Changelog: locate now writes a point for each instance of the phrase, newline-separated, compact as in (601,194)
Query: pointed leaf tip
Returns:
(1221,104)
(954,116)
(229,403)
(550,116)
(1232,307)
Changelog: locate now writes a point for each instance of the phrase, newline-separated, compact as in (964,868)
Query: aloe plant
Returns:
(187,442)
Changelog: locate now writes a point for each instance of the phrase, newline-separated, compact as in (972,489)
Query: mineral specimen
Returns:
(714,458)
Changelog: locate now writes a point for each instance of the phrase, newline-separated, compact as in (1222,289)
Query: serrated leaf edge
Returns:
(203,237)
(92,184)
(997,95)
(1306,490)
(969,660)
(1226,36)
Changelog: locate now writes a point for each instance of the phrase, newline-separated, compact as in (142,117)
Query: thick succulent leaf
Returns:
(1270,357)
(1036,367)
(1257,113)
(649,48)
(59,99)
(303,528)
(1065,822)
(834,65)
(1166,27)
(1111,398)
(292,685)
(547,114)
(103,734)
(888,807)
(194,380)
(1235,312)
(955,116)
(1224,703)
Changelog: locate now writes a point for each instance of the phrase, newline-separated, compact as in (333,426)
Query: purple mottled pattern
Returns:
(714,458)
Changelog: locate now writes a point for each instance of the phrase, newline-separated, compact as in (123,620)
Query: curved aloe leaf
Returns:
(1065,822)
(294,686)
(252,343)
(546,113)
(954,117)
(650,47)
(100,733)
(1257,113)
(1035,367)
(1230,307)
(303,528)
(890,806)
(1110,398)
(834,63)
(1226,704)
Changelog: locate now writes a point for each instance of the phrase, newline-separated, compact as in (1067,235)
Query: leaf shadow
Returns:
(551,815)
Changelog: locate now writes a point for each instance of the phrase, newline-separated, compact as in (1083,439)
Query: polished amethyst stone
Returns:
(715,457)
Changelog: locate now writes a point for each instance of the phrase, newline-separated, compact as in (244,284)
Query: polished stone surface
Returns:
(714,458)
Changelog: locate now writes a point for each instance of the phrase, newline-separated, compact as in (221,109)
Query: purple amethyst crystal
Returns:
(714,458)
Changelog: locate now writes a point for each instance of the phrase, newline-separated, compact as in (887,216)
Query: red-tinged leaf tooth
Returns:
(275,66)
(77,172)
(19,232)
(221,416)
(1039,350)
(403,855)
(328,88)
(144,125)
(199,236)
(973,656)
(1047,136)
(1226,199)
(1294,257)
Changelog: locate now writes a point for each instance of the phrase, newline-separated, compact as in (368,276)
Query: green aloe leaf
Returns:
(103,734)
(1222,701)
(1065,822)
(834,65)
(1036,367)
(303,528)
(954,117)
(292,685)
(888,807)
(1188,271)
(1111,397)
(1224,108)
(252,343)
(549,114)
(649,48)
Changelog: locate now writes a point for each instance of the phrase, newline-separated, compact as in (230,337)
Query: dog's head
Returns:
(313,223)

□ □ □

• [GIVEN EXERCISE] Reproduce every line of the records above, from the line containing "as in (221,109)" through the end of the records. Offset both numbers of each answer coordinate by +10 and leave all other text unchanged.

• [IN RESPONSE]
Changelog: locate now writes a point for each instance of the phrase, newline-separated, compact as in (221,109)
Query: purple amethyst crystal
Returns:
(724,468)
Changelog: locate now writes a point for each instance of the phrase, newline-separated, compact as in (887,216)
Query: red-tinged leaf tooth
Returns:
(285,76)
(87,182)
(29,242)
(231,426)
(1049,360)
(413,865)
(338,98)
(154,135)
(209,246)
(983,666)
(1057,146)
(1236,209)
(1304,267)
Changelog: locate now writes a point for each instance of the phrase, newline-separated, compact as in (368,276)
Query: green aloe leaf
Returns:
(113,744)
(1232,711)
(1075,832)
(844,75)
(1046,377)
(313,538)
(964,127)
(302,695)
(898,817)
(1198,281)
(1121,407)
(1234,118)
(262,353)
(559,124)
(659,58)
Changelog: locate now writes a point for each instance of the phrase, newline-separated, compact as in (230,337)
Query: dog's head
Returns:
(323,233)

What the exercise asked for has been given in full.